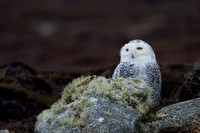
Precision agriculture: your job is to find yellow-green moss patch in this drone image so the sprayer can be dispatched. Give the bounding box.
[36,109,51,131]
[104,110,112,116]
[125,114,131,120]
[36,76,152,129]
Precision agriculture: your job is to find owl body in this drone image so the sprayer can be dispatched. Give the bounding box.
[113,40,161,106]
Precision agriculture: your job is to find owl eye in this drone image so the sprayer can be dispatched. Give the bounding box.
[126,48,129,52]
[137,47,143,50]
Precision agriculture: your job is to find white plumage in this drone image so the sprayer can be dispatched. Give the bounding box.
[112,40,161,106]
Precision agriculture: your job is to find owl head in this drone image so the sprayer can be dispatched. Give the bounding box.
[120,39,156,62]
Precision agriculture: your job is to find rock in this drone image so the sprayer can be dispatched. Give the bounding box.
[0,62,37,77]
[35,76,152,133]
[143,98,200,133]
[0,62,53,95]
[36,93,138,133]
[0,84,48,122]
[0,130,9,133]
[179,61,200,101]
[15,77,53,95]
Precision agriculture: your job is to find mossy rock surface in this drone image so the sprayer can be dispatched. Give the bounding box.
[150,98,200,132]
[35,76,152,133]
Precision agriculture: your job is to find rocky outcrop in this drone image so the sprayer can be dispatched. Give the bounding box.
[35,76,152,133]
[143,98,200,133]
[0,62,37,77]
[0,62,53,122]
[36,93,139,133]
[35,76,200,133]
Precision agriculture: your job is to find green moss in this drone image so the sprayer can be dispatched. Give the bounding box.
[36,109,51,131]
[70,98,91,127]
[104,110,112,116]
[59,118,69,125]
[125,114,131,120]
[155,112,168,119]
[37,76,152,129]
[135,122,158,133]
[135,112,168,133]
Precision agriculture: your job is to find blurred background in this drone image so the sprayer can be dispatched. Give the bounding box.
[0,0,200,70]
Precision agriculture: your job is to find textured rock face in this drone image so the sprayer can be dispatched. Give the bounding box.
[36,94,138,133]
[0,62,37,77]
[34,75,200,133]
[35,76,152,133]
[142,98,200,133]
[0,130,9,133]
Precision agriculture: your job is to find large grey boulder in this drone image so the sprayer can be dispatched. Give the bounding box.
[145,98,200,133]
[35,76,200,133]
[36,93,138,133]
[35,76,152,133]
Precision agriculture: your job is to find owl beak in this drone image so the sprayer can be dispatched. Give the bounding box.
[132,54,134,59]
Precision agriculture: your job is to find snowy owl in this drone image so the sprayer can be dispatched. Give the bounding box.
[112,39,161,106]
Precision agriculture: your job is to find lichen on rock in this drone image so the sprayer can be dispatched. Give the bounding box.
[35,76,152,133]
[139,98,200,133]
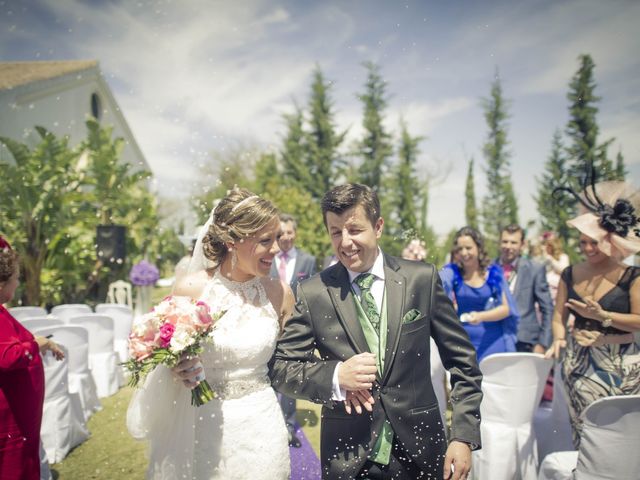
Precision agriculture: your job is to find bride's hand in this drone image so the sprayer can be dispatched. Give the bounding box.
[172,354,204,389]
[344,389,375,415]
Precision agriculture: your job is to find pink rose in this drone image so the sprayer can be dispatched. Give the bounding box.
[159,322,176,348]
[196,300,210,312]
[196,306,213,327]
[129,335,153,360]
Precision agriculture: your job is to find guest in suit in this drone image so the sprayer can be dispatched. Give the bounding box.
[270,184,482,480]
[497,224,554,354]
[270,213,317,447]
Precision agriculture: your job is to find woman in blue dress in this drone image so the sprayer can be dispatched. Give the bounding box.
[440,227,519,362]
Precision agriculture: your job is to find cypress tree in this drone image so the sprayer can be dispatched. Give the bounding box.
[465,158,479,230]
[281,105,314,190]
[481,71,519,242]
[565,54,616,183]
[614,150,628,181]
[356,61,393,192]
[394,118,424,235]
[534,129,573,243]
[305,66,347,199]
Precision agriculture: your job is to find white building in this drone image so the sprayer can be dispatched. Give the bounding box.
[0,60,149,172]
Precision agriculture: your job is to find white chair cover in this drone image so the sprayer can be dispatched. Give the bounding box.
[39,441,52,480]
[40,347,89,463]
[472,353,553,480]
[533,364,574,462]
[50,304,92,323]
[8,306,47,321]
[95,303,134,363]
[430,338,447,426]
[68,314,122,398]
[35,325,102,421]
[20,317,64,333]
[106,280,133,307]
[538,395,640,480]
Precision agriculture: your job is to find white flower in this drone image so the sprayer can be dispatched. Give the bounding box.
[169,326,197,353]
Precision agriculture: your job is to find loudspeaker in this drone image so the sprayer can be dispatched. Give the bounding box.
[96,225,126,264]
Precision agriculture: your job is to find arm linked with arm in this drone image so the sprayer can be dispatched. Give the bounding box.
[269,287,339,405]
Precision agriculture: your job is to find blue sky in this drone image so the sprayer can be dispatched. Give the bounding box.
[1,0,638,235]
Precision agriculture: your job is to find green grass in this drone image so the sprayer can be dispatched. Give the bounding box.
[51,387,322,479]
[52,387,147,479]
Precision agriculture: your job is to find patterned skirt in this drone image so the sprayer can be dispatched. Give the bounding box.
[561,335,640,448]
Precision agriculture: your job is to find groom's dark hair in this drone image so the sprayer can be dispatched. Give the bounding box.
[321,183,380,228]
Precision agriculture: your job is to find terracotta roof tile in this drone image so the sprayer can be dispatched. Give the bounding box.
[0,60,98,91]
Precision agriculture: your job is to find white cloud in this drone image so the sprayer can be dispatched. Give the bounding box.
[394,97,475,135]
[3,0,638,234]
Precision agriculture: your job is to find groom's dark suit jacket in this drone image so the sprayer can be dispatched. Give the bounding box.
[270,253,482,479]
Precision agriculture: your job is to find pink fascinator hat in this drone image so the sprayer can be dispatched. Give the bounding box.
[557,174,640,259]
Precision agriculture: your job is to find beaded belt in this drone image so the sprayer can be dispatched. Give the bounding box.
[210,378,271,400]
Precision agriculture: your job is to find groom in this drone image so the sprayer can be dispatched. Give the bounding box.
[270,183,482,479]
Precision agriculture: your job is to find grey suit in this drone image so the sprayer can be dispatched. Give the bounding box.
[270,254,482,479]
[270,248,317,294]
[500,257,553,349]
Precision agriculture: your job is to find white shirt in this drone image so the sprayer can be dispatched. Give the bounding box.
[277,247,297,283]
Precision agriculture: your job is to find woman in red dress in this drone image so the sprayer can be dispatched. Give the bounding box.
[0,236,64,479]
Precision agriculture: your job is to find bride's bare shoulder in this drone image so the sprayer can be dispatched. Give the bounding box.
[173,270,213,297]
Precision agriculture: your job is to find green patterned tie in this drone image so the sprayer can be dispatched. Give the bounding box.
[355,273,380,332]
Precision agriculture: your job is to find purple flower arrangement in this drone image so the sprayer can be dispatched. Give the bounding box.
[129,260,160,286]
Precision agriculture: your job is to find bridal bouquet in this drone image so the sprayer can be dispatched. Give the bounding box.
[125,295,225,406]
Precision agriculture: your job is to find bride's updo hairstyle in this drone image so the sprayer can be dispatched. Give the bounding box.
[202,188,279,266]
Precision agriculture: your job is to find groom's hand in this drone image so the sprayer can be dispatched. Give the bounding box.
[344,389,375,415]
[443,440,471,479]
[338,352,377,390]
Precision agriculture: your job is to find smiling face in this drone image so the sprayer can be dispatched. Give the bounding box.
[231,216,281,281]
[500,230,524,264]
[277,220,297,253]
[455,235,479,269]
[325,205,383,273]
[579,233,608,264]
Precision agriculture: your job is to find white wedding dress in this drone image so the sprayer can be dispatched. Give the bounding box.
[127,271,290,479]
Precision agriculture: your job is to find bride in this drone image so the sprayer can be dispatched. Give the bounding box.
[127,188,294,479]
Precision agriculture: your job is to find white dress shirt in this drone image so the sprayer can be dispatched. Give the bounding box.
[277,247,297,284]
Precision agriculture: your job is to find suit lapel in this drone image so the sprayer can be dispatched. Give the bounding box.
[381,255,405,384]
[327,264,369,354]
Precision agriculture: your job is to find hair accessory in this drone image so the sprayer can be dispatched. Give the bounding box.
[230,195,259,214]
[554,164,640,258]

*****

▸ PROBLEM DESCRIPTION
Restate, without alteration, the lines of the material above that begin at the one containing "Precision agriculture: your job is to find purple" and run through its last line.

▸ EXERCISE RESULT
Precision agriculture: your job is to find purple flower arrangement in this drone image so the sprayer can be dispatched. Give the bounding box.
[129,260,160,286]
Precision agriculture: your job is to find bridal bouquet in this drone image so the sprayer can be dispatched. Give the bounding box.
[125,295,225,406]
Precision agriculture: your job is to find bride's updo hairstyle in this drone image so the sprayer can be dispatched. Give the bounding box.
[202,188,279,266]
Precision agriculture: your job is to find groom's hand in this drone image so the sprayer can be dispatched. Give the bounding box.
[344,389,375,415]
[443,440,471,479]
[338,352,377,390]
Precision agriculture: your job is to find smiling face in this drone image so the sprayer can be dispatched. Give the bounding box.
[231,216,281,281]
[500,230,524,264]
[277,220,297,253]
[455,235,479,269]
[325,205,383,273]
[579,233,608,264]
Precision agriculture: your job is to find white wedding dress in this drone image so the sprayer can be dispatched. Give the bounding box.
[127,271,290,479]
Precision agriculture: your job is to find bride in this drone image so the sprayer can be dispatched. Give the bounding box.
[127,188,294,479]
Precision agriculture: your job is to find white dress shirt in this drone image so the sprayer can be dispatched. Give the bounding box.
[277,247,297,284]
Precision agriculture: your job is to find suit lapel in this drone image so the sprayer can be dispatched. Give the bounding box.
[381,255,405,384]
[327,264,369,354]
Precision agriculture: your job is to find hair accessory in this drone image so the sprayer can be dispatched. Give the bounding box.
[230,195,259,214]
[554,164,640,258]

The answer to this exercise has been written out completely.